Recopiez fidèlement l'ensemble des lignes ci-dessous, sans en modifier le moindre caractère.
+-------+
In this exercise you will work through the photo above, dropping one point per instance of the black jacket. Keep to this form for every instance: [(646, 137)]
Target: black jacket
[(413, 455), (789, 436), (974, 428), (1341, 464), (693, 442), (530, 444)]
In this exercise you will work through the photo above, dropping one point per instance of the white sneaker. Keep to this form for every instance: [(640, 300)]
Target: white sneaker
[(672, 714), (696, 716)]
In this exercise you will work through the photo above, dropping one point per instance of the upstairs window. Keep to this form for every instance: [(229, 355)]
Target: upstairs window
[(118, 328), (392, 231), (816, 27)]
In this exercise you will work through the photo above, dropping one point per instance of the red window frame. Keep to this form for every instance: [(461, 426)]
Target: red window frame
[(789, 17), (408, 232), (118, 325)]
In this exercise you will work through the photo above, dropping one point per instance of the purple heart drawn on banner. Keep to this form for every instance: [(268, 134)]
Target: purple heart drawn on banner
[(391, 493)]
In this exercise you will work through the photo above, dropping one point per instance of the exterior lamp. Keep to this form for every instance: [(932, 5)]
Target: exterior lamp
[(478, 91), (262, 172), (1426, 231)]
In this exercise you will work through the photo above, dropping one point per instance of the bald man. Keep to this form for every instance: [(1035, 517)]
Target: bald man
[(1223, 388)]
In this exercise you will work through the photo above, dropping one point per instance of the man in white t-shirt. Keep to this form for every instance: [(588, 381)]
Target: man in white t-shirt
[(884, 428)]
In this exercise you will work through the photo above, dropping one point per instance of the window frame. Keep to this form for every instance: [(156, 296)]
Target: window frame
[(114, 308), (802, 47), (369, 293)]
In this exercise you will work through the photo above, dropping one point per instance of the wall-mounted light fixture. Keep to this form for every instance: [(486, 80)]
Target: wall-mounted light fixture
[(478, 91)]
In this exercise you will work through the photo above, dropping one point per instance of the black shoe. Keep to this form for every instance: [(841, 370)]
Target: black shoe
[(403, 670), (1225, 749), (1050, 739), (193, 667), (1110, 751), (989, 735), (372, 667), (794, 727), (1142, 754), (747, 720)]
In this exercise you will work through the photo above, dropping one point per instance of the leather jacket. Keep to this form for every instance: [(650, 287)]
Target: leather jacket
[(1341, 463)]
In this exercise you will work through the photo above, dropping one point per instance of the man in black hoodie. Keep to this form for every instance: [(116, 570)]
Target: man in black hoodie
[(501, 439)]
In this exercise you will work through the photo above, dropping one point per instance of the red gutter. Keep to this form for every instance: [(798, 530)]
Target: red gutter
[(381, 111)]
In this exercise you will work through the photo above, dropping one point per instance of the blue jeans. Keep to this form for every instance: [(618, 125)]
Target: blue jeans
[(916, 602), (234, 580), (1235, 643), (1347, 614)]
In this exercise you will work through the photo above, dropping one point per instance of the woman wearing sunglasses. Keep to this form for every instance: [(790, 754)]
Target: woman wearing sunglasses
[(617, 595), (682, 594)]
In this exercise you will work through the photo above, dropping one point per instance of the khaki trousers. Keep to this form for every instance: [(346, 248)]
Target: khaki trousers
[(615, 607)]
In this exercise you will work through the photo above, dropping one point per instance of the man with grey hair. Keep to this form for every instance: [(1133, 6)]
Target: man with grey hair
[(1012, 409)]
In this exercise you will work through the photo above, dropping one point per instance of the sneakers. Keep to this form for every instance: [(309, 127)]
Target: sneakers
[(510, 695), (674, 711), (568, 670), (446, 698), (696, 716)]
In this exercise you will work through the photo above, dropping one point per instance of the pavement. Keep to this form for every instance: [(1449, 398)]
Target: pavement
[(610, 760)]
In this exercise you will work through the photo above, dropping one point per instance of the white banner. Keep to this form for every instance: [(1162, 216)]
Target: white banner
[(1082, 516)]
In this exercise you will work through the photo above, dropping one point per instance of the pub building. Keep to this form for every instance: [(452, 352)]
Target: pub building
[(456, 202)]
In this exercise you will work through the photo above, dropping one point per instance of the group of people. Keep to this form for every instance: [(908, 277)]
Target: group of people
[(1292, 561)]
+-------+
*Réponse*.
In this exercise you will work through the photo above, dropping one point per instance of the black jacket. Keep to this form for every instance: [(646, 137)]
Target: black jacket
[(413, 455), (789, 436), (974, 428), (1341, 464), (693, 442), (530, 444)]
In this exercise you will work through the photo above, dropping one point per instance of the white sneaker. Keep to this form for every instance: [(640, 300)]
Target: white sneaker
[(672, 714), (696, 716)]
In this exercise you will work through the photo above, dropping one point per instance of the upstairs window. Keep to this form for every instance: [(229, 355)]
Target: upstairs window
[(118, 328), (392, 231), (816, 27)]
In this exercise you will work through the photo above, dropping one point per instance of the red window frame. Keep to this form for every instance: [(461, 426)]
Target: red window frame
[(789, 17), (408, 232), (118, 325)]
In this exercise you will work through the photo above, dropping one point per instance of the purple heart drawn on banner. Keep to this form for every instance: [(268, 134)]
Target: purple heart drawn on banner
[(391, 493)]
In this exercise you will work through the photo above, dropping one point per instance of the exterior lamp. Keep to this form for every instance: [(932, 5)]
Target: exterior lamp
[(478, 91), (262, 172), (1426, 231)]
In this exercise you will work through the photo above, dropping one point per instance of the bald man. Keep to this form for every instance: [(1035, 517)]
Target: bald man
[(1223, 388)]
In this exercise you will work through the photo above, dropping one point per instance of the man in white t-shirt. Keep to this form for every instance: [(588, 381)]
Target: man in white t-shirt
[(884, 428)]
In this exercise you will work through the photo above, dropping one point per instance of the window frame. Keep to this form for every instance: [(156, 296)]
Target: window frame
[(114, 308), (802, 47), (369, 293)]
In this exercise you will work through the photo above, dropping one point per instance of the wall-mounted light fixture. Keep to this form for every instance: [(486, 80)]
Target: wall-mounted light fixture
[(478, 91)]
In this exercise you will work through the photo above, dropping one point per instance of the black shoe. Keep to this form for every instance: [(841, 370)]
Target: black shoe
[(403, 670), (1225, 749), (1050, 739), (193, 667), (1110, 751), (989, 735), (372, 667), (794, 727), (1142, 754), (747, 720)]
In this exercise you will work through the photo above, dropping one point per instance of the leather jacket. Keep to this form for every instance: [(650, 287)]
Target: leather jacket
[(1341, 463)]
In this exercise you will work through the photo above, dropping one point per instance of the man in black hoodie. Keep to this form for every instance: [(116, 570)]
Target: man in black hoodie
[(501, 439)]
In this exercise you will work through the photo above, dropping one point per instance of the red gutter. Keep to this form for every instance: [(798, 530)]
Target: red gutter
[(381, 111)]
In this exercise you will work through the photo above, dropping one point per instance of the blue jeans. Keep to this form for every instance: [(618, 125)]
Target: blue jeans
[(916, 602), (234, 580), (1235, 643), (1347, 614)]
In this exercise you will work through the photo above, dropping one point per instance of the woman wearing sunglasses. Keep to this form for every instance: [(790, 754)]
Target: woman wearing sunglasses
[(617, 595), (682, 594)]
In this exercise you will work through the photo above, dropping one point per instance of the khaki trousers. Keep to this form for every instance: [(346, 248)]
Target: khaki trousers
[(615, 607)]
In this exercise you will work through the photo above, dropping one point per instance of the man with grey hair. Keep to this form for every instance: [(1133, 6)]
Target: man with grey hair
[(1012, 409)]
In this exercise you will work through the photo above, dropping one point per instance of the sneakers. Keep to this form for every instance: [(309, 127)]
Target: sneakers
[(510, 695), (674, 711), (568, 670), (446, 698), (696, 716)]
In this exercise you will work through the photo above, dropping one point per instance of the pavement. Keep to this form for every instance: [(1449, 398)]
Target: pavement
[(610, 760)]
In this exercise you will work through the photo above, dropping one point per instance of the white banner. Keep to this form for every instance: [(1162, 216)]
Target: white banner
[(1082, 516)]
In this exercise you will work through the photo above, dropping one point per instance of the pub building. Keep to this form for every instance: [(452, 352)]
Target: pub building
[(456, 202)]
In this exercise you will work through the photo above, dropping one point per instance of the group of people. Keep to this form for every instance: [(908, 277)]
Target: group of people
[(1292, 561)]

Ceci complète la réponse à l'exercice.